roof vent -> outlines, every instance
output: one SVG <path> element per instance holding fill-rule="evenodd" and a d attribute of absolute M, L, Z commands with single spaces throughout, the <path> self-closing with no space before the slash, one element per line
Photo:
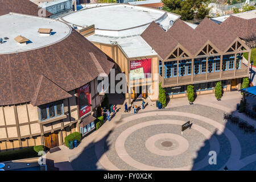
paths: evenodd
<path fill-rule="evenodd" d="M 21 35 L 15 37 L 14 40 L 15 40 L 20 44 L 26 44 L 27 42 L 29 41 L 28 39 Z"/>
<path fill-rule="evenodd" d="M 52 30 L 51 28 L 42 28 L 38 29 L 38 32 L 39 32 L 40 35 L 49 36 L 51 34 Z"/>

* What you have to do
Give the number of lines in the entries above that contain the string "evenodd", matching case exactly. Reply with the number alone.

* Response to this exercise
4